> Work request: Copy each line in the data that includes the word "turquoise".

[Referring expression grounding data]
* * * *
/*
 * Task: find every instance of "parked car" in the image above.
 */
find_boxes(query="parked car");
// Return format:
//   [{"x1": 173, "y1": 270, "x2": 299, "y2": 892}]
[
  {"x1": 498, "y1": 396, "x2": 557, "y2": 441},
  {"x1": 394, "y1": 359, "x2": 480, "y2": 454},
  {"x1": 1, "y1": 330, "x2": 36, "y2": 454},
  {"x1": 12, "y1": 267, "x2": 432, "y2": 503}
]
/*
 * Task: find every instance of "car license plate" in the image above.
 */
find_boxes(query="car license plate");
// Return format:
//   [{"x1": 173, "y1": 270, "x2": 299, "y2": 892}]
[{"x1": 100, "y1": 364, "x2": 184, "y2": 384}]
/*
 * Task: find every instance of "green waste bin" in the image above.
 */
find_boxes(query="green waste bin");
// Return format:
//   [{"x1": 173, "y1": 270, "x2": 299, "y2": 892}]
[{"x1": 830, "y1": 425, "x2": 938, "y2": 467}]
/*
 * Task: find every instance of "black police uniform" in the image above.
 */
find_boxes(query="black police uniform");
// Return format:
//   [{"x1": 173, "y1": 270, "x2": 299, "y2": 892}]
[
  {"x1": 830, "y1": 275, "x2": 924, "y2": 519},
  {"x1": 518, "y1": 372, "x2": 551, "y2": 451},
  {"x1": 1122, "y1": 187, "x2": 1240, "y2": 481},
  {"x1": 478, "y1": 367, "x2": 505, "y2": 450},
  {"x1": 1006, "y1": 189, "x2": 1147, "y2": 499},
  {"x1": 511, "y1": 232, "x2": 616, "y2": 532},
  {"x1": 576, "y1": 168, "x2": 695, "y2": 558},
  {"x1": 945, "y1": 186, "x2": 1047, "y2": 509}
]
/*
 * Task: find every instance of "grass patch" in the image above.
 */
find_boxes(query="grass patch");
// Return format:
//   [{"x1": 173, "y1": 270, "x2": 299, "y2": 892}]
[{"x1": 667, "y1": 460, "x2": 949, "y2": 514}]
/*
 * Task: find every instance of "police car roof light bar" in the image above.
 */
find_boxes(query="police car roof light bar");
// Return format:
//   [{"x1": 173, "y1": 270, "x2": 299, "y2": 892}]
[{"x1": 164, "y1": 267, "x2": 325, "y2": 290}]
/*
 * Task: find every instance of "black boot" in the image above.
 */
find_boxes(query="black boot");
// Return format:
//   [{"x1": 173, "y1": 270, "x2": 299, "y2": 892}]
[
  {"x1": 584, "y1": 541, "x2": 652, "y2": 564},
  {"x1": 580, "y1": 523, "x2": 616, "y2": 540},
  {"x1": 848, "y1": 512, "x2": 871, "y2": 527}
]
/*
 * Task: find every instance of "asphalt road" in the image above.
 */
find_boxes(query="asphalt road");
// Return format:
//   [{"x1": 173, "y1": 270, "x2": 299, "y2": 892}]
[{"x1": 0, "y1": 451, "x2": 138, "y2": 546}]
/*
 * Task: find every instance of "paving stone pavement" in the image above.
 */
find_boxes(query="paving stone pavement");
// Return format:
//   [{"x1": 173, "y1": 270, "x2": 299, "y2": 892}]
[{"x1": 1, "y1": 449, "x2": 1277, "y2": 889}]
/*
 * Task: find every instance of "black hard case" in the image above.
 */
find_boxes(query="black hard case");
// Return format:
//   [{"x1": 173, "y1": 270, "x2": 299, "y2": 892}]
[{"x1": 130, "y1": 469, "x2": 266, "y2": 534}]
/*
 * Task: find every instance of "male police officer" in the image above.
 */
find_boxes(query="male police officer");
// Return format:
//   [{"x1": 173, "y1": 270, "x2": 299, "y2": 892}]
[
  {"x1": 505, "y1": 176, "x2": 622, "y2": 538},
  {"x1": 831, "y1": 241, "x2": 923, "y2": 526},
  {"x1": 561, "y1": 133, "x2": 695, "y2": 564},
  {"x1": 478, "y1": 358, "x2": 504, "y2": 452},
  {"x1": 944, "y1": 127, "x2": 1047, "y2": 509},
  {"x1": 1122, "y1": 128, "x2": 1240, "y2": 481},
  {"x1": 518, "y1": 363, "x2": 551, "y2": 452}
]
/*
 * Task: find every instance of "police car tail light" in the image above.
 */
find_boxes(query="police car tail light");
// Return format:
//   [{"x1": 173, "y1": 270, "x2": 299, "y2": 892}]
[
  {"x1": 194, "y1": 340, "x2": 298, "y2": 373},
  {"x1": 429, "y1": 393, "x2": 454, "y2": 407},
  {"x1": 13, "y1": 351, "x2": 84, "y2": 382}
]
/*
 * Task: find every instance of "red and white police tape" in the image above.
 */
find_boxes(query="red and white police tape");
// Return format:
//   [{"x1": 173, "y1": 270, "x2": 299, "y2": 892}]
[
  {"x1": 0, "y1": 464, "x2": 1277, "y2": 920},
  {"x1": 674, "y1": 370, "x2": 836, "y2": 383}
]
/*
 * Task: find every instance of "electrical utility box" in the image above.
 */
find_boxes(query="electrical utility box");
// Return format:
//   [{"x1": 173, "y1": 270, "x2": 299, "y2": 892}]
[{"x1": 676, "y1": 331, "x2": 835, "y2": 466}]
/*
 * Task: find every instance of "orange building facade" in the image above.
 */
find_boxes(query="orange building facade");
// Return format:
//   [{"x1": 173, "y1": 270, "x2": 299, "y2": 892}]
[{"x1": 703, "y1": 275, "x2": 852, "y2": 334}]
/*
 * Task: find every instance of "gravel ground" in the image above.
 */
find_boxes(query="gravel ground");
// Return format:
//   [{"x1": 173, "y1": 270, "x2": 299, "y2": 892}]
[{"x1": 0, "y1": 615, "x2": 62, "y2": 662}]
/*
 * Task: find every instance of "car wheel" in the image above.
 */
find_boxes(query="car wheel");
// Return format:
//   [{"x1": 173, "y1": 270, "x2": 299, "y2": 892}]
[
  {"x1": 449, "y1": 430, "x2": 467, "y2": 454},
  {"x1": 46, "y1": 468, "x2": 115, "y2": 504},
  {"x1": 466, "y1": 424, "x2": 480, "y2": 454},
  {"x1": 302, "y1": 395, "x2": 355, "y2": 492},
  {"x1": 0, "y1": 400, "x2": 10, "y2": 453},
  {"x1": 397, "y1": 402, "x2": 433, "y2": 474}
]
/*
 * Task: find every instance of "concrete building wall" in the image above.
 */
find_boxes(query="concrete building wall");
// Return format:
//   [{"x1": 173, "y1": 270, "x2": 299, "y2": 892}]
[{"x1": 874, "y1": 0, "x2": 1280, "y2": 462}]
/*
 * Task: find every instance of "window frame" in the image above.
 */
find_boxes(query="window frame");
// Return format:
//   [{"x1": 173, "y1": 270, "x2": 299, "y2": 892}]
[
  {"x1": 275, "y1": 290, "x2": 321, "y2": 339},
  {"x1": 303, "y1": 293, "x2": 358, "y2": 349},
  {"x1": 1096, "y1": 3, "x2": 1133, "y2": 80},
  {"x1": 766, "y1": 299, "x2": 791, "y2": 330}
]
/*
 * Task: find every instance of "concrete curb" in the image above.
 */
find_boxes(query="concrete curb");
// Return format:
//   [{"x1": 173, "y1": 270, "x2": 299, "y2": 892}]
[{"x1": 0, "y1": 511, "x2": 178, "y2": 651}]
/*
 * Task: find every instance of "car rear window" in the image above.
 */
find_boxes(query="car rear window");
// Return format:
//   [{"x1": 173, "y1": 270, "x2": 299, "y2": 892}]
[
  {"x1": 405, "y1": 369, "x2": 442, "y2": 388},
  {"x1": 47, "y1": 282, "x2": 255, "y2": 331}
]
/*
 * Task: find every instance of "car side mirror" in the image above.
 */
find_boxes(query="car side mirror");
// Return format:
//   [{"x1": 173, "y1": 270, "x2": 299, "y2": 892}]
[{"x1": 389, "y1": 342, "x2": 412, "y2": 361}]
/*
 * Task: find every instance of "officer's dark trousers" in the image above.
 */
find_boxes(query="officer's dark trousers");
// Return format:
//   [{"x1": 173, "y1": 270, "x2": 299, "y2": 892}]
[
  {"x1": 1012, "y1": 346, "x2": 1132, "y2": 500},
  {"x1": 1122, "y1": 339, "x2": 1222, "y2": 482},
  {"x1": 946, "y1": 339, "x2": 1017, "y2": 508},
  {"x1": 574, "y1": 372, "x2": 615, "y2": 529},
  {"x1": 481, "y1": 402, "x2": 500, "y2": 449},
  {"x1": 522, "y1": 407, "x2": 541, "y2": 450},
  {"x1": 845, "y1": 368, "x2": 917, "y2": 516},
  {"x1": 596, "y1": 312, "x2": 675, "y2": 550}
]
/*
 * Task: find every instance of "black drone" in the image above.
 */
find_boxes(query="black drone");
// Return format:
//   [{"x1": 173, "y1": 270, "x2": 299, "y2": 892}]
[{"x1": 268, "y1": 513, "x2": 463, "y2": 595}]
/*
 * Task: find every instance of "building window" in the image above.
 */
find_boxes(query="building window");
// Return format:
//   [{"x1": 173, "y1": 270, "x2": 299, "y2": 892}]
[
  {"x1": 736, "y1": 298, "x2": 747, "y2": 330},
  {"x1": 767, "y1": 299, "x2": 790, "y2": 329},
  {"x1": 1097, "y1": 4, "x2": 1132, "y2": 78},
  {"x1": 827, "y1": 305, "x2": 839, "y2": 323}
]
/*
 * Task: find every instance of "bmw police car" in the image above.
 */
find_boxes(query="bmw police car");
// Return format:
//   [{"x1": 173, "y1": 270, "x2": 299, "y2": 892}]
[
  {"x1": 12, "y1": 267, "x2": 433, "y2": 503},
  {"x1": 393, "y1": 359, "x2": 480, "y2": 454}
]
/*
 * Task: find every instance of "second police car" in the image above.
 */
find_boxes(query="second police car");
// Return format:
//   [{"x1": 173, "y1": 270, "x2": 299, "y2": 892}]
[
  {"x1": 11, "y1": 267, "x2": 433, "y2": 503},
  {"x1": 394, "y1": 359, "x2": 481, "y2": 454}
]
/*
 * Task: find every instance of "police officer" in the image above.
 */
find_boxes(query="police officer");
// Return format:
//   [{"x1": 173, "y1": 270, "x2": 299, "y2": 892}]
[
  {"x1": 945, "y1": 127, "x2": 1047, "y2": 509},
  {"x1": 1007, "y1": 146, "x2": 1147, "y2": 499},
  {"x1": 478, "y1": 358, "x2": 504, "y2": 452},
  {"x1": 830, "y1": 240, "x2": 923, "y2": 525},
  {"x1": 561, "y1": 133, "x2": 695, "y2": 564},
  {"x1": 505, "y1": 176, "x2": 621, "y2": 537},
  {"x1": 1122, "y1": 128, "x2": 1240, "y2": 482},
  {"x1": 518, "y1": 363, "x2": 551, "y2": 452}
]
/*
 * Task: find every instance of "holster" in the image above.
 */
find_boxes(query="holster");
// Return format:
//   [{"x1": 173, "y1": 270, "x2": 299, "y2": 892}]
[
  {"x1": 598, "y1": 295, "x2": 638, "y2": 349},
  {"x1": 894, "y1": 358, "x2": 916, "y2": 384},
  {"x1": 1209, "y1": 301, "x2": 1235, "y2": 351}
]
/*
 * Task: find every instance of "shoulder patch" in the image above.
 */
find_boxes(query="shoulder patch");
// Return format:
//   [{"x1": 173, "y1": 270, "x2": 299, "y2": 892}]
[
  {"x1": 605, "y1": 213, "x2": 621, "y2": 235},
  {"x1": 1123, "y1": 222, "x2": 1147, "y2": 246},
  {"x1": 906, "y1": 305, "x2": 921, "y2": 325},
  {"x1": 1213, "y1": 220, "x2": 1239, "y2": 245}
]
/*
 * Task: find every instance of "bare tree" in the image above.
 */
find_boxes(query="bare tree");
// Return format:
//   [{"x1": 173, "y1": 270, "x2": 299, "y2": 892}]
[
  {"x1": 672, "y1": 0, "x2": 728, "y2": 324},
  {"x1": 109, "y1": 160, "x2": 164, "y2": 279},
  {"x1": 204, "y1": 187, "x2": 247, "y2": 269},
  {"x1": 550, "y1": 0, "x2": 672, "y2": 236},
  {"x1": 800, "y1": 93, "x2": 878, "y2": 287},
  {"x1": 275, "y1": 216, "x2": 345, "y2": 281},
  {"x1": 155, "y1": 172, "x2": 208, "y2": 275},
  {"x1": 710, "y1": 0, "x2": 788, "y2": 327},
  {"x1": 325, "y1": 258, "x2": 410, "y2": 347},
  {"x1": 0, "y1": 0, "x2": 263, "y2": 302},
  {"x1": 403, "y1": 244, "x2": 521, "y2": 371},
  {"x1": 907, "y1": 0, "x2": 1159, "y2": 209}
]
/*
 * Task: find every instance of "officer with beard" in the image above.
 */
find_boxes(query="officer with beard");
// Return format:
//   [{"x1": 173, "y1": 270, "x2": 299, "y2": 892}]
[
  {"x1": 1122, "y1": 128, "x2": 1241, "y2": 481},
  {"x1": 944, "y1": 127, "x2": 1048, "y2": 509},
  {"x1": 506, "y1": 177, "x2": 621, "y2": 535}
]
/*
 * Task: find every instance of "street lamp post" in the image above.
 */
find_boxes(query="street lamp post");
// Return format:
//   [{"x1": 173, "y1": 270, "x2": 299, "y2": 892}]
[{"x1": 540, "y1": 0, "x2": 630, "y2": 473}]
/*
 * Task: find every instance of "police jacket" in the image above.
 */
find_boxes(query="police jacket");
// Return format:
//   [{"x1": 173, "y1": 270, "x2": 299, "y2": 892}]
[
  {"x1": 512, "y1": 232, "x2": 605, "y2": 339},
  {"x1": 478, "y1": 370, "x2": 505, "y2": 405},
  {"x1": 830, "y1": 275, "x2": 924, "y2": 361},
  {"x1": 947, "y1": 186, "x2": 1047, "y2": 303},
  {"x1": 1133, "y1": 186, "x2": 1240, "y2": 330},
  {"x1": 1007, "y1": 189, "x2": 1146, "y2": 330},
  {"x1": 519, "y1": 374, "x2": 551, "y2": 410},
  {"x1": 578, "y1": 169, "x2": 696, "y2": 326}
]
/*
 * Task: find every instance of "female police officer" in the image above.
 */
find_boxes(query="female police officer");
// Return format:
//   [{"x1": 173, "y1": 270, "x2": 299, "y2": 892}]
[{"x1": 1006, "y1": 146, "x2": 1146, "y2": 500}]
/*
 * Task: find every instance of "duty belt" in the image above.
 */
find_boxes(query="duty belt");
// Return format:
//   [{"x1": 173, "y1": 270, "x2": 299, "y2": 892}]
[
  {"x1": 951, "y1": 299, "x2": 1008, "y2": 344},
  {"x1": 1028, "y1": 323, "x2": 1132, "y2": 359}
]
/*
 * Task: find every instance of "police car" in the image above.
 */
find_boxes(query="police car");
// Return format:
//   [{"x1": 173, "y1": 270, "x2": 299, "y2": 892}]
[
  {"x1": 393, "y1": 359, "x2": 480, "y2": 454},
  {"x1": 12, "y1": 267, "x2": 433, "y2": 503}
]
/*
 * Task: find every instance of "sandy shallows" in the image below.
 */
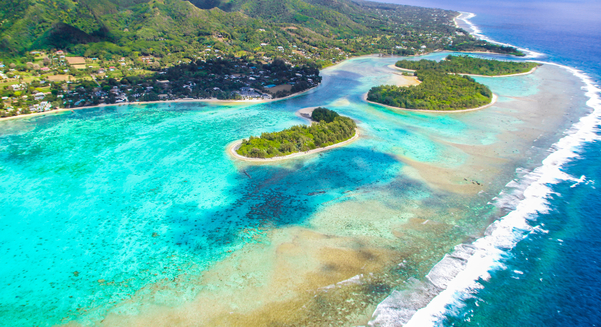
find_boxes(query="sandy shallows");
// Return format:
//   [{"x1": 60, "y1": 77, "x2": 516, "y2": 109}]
[{"x1": 66, "y1": 64, "x2": 590, "y2": 327}]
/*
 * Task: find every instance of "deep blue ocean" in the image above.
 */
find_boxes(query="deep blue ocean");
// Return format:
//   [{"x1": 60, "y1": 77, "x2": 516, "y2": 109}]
[{"x1": 382, "y1": 0, "x2": 601, "y2": 325}]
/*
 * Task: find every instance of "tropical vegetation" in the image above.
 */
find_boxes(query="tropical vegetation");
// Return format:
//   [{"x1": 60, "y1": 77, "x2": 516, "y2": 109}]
[
  {"x1": 0, "y1": 0, "x2": 522, "y2": 63},
  {"x1": 367, "y1": 70, "x2": 493, "y2": 110},
  {"x1": 395, "y1": 55, "x2": 540, "y2": 76},
  {"x1": 236, "y1": 108, "x2": 356, "y2": 158},
  {"x1": 310, "y1": 107, "x2": 339, "y2": 123},
  {"x1": 0, "y1": 0, "x2": 526, "y2": 117}
]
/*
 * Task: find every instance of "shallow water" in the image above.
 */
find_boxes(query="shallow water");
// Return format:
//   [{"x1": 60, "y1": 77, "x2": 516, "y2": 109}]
[{"x1": 0, "y1": 55, "x2": 589, "y2": 326}]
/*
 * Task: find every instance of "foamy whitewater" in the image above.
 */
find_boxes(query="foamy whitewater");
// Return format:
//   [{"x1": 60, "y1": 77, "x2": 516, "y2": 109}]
[
  {"x1": 369, "y1": 15, "x2": 601, "y2": 327},
  {"x1": 456, "y1": 12, "x2": 545, "y2": 59}
]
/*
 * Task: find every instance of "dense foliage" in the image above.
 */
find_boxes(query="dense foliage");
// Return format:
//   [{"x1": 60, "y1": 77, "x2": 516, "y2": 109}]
[
  {"x1": 395, "y1": 55, "x2": 539, "y2": 76},
  {"x1": 236, "y1": 111, "x2": 356, "y2": 158},
  {"x1": 0, "y1": 0, "x2": 522, "y2": 64},
  {"x1": 154, "y1": 58, "x2": 319, "y2": 100},
  {"x1": 311, "y1": 107, "x2": 339, "y2": 123},
  {"x1": 367, "y1": 70, "x2": 493, "y2": 110}
]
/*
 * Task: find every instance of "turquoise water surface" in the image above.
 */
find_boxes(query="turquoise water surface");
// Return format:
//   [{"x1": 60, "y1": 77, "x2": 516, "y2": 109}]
[{"x1": 0, "y1": 55, "x2": 588, "y2": 326}]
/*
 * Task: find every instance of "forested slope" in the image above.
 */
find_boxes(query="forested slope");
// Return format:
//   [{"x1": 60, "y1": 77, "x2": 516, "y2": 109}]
[{"x1": 0, "y1": 0, "x2": 522, "y2": 62}]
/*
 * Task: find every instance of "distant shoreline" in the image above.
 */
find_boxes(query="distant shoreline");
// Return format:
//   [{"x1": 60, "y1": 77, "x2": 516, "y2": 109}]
[
  {"x1": 0, "y1": 84, "x2": 319, "y2": 122},
  {"x1": 364, "y1": 92, "x2": 499, "y2": 113},
  {"x1": 1, "y1": 51, "x2": 531, "y2": 123}
]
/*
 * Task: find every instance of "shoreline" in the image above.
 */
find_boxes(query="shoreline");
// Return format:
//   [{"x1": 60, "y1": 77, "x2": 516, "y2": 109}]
* * * *
> Solved exercise:
 * Task: find every instance of "turquoise water surface" in the image above.
find_boxes(query="turquoise water surface");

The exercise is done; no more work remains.